## Do this:
Nothing but the lines from the one containing "the black smartphone" through the last line should be written out, please, exactly as they stand.

>> Start Exercise input

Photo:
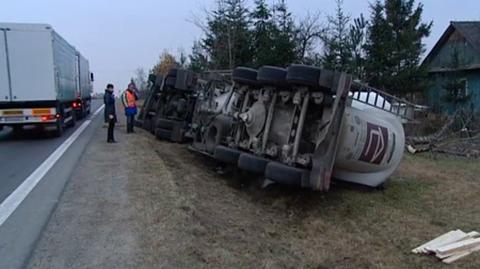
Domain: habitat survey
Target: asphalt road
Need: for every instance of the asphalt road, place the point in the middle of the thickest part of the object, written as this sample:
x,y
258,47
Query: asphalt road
x,y
21,154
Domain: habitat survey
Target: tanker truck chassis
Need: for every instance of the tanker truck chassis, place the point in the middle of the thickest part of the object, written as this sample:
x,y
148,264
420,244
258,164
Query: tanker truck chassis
x,y
302,126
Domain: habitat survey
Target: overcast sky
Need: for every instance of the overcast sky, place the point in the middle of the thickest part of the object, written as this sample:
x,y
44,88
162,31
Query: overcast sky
x,y
119,36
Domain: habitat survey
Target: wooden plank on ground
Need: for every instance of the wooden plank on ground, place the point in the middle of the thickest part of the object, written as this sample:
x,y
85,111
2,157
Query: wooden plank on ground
x,y
447,238
458,247
457,257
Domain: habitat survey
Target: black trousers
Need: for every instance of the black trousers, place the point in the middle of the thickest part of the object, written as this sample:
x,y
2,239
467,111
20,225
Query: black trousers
x,y
111,126
130,123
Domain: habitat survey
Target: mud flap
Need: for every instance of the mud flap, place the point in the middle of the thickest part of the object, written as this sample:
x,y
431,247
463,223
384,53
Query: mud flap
x,y
226,155
324,157
252,163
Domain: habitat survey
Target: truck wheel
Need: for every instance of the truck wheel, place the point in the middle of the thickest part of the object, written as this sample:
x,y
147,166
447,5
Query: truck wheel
x,y
163,134
147,124
59,128
285,174
272,76
245,76
171,82
304,75
71,123
165,124
17,129
252,163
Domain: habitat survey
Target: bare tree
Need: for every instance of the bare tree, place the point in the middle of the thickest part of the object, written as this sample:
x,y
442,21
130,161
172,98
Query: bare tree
x,y
140,79
310,30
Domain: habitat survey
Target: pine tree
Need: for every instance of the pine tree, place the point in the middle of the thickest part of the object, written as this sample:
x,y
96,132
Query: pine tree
x,y
284,35
395,46
165,62
228,36
337,54
263,42
198,58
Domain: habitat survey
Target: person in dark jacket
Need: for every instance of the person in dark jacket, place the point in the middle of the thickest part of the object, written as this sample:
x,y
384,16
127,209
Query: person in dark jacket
x,y
109,100
129,100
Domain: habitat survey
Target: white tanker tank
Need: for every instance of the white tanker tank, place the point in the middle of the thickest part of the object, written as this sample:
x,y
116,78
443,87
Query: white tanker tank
x,y
371,146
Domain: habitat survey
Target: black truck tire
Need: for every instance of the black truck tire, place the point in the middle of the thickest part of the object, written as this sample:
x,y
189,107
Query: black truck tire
x,y
304,75
272,76
163,134
59,128
245,76
165,124
171,82
286,175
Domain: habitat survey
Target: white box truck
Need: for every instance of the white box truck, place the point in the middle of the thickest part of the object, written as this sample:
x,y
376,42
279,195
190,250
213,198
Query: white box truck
x,y
43,79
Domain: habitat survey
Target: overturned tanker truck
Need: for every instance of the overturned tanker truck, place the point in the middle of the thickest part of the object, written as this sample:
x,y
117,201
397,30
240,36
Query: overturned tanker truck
x,y
301,126
168,109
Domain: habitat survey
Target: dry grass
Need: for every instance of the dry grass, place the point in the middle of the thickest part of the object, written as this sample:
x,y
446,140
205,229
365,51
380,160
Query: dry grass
x,y
191,217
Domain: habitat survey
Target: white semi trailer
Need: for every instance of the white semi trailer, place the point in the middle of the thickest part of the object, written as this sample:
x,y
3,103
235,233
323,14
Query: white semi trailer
x,y
43,79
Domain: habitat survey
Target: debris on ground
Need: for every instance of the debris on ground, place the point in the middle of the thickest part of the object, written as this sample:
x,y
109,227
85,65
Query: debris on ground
x,y
456,137
452,246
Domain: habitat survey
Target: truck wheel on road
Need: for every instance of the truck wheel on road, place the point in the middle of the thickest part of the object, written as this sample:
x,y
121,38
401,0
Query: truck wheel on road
x,y
163,134
59,128
71,123
165,124
171,82
17,129
304,75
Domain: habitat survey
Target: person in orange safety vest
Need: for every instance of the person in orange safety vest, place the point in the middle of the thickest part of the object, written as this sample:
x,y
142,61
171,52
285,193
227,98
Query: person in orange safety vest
x,y
129,101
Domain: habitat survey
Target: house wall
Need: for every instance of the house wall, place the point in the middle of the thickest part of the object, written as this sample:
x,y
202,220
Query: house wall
x,y
467,54
438,80
436,91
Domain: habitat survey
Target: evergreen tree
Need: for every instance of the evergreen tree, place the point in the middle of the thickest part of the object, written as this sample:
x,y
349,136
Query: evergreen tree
x,y
165,62
228,36
263,42
198,58
395,46
284,35
337,53
357,38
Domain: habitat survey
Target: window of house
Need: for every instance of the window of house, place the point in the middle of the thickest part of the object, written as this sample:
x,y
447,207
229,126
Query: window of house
x,y
462,91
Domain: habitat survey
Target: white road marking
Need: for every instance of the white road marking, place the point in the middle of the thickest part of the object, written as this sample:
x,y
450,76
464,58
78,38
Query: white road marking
x,y
11,203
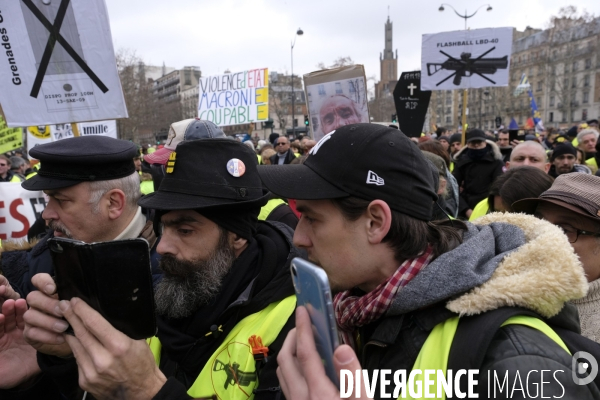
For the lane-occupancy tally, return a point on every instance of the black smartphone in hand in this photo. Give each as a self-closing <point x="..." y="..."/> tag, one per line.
<point x="114" y="278"/>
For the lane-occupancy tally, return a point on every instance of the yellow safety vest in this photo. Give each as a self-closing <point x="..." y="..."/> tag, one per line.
<point x="480" y="210"/>
<point x="268" y="208"/>
<point x="436" y="350"/>
<point x="230" y="373"/>
<point x="146" y="187"/>
<point x="592" y="164"/>
<point x="16" y="179"/>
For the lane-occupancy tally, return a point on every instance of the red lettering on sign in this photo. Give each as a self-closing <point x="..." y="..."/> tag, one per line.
<point x="19" y="217"/>
<point x="2" y="221"/>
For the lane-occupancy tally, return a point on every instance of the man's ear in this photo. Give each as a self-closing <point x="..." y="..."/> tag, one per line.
<point x="238" y="243"/>
<point x="379" y="216"/>
<point x="115" y="201"/>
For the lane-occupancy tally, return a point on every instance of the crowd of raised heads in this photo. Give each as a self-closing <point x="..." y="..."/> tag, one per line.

>> End Exercise input

## Solution to this task:
For the lane-occupancy tally, return a point on every instance of the black smartphone in hand in this photo. Give each as a self-closing <point x="..." y="..."/> tag, one per line.
<point x="114" y="278"/>
For the lane-occupancy tally, return a point on every instance of the yellow safety vest in this photo. Give each as a self-closing <point x="..." y="..."/> tag, one per line.
<point x="480" y="210"/>
<point x="268" y="208"/>
<point x="436" y="350"/>
<point x="230" y="373"/>
<point x="146" y="187"/>
<point x="592" y="164"/>
<point x="16" y="179"/>
For the lane-occupancy tally, return a point on every instance of the red lettering on sign in this photo. Give each as a self-closing <point x="..." y="..."/> tag, one per line.
<point x="19" y="217"/>
<point x="2" y="221"/>
For the lane-occupancy tally, return a point on every instance of the man's ear in this photo. Give each as a self-closing <point x="..." y="..."/> tag, one per line.
<point x="238" y="243"/>
<point x="379" y="216"/>
<point x="115" y="201"/>
For the lane-occupancy tally, return a point on every instance of the crowd of raised heads in this photo. Give each as a self-closing <point x="..." y="..."/> tag, one per line.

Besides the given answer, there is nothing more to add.